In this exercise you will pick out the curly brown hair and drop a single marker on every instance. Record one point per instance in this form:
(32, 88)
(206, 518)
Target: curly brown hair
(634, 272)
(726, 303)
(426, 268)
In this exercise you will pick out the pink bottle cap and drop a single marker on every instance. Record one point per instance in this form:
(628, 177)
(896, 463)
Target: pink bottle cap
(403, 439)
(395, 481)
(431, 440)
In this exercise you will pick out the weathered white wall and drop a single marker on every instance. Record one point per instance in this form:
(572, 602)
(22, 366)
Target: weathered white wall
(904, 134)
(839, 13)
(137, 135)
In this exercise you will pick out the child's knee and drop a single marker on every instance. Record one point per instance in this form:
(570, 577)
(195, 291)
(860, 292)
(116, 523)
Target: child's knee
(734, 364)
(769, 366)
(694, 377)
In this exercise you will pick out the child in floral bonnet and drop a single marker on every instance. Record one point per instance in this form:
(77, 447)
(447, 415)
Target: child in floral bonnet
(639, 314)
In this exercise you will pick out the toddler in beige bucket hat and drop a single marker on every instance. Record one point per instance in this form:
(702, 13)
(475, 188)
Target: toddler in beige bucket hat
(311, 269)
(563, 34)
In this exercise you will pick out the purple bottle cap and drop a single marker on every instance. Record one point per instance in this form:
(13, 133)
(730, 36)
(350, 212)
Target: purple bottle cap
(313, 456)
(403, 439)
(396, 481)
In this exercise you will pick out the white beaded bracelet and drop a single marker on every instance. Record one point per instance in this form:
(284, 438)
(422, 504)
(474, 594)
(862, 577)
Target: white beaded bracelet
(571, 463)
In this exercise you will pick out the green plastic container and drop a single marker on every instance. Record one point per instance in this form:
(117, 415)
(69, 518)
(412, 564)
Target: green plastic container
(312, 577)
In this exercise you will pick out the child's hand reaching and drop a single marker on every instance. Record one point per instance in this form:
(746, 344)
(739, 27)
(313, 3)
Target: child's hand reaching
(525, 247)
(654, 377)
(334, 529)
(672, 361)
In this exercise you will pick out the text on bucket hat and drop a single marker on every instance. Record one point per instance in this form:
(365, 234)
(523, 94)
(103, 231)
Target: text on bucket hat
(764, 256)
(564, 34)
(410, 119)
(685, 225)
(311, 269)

### DIRECTIONS
Can you write out all the records again with "marker" swapped for "pin" and nothing else changed?

### IN RESPONSE
In this exercise you will pick out the curly brown hair and drop a single pin on every instance. Record one point per instance in this form:
(32, 88)
(206, 518)
Target: curly brown hair
(634, 272)
(726, 303)
(426, 268)
In this exercise you will pick out the pink bottle cap and drop a single pin on every instance. Record one point per instance in this form:
(628, 177)
(896, 463)
Target: pink bottle cap
(403, 439)
(395, 481)
(431, 440)
In this exercise you will pick out the weathered white wall and drop a single pin on every instance. Record one point per instance in this form:
(572, 602)
(22, 366)
Target: weathered white wall
(904, 134)
(839, 13)
(137, 135)
In this exercise you will pick out the child's knee and drop a single pin on every instance. Record one point per instance in this form:
(570, 577)
(195, 291)
(860, 292)
(116, 523)
Target: child's knee
(734, 364)
(769, 366)
(694, 377)
In this exercise you will pick out the child in floral bonnet and drop a single pin on every instance. Record one point per instance in this form:
(77, 447)
(447, 415)
Target: child in floral bonnet
(639, 314)
In this exercise you will pick out the toddler in beige bucket hat and drop a single pin on every instance. Record one point per instance in this form:
(702, 13)
(475, 188)
Target: toddler in beige bucket hat
(311, 269)
(563, 34)
In this exercise you will pick out the purple bottle cap and drop a single pin on every instance. Record one point per instance in this form:
(13, 133)
(730, 36)
(350, 212)
Target: purple bottle cap
(313, 456)
(403, 439)
(396, 481)
In this exercise you will pick out the white beaded bracelet and drop a single pin on every instance. Record one point per instance in this form:
(284, 438)
(422, 504)
(474, 594)
(862, 577)
Target: white beaded bracelet
(571, 463)
In this exercise you will pick out the green plastic container and drop a single pin on every instance. Record one point per instance in this form:
(117, 415)
(69, 518)
(412, 564)
Target: green plastic container
(312, 577)
In this exercise you will pick out the child's hand reaching and drop a single pin on every instance. Record one point per instance in this form:
(746, 344)
(739, 27)
(313, 3)
Target: child's hand reaching
(525, 247)
(654, 377)
(334, 529)
(672, 361)
In this exercise you will pick out the text on bucket hat and drop a single pin on every instance. Record one point per instance in this form:
(365, 234)
(523, 94)
(103, 231)
Target: text on bucket hat
(764, 256)
(564, 34)
(410, 119)
(685, 225)
(311, 269)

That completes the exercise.